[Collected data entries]
==============================

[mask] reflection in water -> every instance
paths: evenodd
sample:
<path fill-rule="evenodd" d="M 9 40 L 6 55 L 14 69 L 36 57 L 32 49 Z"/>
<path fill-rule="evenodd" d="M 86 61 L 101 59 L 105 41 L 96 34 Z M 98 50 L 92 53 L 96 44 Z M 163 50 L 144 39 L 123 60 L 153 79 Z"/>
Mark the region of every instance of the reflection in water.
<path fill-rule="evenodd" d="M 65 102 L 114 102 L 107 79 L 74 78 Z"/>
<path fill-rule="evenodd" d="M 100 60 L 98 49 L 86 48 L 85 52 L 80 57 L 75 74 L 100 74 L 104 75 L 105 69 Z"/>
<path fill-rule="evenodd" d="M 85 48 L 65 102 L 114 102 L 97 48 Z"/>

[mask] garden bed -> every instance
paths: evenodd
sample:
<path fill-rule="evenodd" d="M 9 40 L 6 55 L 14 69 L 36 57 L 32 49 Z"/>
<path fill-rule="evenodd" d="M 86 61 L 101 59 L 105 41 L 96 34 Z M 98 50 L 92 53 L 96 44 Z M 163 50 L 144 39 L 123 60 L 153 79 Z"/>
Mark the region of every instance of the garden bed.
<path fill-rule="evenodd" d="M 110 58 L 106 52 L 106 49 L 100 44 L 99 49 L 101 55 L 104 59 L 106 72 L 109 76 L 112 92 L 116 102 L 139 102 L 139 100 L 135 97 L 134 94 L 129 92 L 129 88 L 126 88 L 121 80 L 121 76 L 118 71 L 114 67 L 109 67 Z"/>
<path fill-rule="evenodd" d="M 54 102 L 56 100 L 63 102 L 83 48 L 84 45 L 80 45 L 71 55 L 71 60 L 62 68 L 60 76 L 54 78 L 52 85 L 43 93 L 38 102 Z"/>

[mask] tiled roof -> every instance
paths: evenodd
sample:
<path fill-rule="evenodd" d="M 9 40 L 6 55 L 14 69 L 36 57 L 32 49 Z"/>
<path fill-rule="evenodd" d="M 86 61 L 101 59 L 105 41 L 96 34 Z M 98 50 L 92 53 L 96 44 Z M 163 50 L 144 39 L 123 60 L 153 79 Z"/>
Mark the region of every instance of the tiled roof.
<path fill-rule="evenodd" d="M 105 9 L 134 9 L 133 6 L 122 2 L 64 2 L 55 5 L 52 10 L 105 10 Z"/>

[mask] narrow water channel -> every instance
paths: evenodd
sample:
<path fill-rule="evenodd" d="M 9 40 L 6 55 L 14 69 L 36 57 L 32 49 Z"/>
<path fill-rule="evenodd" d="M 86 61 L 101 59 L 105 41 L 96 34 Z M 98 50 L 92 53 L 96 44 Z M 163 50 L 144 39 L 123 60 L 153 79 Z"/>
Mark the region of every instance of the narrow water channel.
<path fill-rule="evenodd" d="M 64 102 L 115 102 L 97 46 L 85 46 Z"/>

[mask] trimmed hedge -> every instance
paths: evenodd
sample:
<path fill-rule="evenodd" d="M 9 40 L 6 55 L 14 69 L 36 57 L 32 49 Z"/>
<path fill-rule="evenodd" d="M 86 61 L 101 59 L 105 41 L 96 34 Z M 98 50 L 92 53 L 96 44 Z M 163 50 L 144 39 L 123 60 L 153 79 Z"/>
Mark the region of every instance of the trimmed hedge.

==============================

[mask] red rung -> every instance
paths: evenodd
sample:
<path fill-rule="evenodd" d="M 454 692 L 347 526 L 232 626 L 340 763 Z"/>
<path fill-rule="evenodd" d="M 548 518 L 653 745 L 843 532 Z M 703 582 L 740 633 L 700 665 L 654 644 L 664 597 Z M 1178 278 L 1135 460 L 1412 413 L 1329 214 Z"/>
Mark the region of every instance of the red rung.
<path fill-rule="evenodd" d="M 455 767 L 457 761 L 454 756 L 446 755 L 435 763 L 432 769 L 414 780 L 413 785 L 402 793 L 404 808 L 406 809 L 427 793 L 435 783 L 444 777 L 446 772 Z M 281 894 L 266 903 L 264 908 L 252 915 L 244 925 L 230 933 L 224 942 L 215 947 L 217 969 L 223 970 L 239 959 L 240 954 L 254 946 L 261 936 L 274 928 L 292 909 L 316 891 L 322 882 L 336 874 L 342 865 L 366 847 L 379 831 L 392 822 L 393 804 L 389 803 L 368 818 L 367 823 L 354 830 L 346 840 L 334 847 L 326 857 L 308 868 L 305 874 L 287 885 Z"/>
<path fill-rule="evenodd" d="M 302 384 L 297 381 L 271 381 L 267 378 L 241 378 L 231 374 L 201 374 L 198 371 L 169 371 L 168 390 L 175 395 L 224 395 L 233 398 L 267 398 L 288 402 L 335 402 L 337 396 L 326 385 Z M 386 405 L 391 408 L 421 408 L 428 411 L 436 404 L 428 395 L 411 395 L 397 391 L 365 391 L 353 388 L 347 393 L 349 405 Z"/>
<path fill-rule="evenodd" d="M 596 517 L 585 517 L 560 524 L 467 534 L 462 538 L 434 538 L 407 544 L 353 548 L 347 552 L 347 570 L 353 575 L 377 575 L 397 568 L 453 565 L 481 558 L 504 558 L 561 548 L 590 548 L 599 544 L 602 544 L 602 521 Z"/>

==============================

Among the entries above, identify all lines with "trimmed" and copy them.

Your response:
[mask] trimmed hedge -> every instance
Mark the region of every instance of the trimmed hedge.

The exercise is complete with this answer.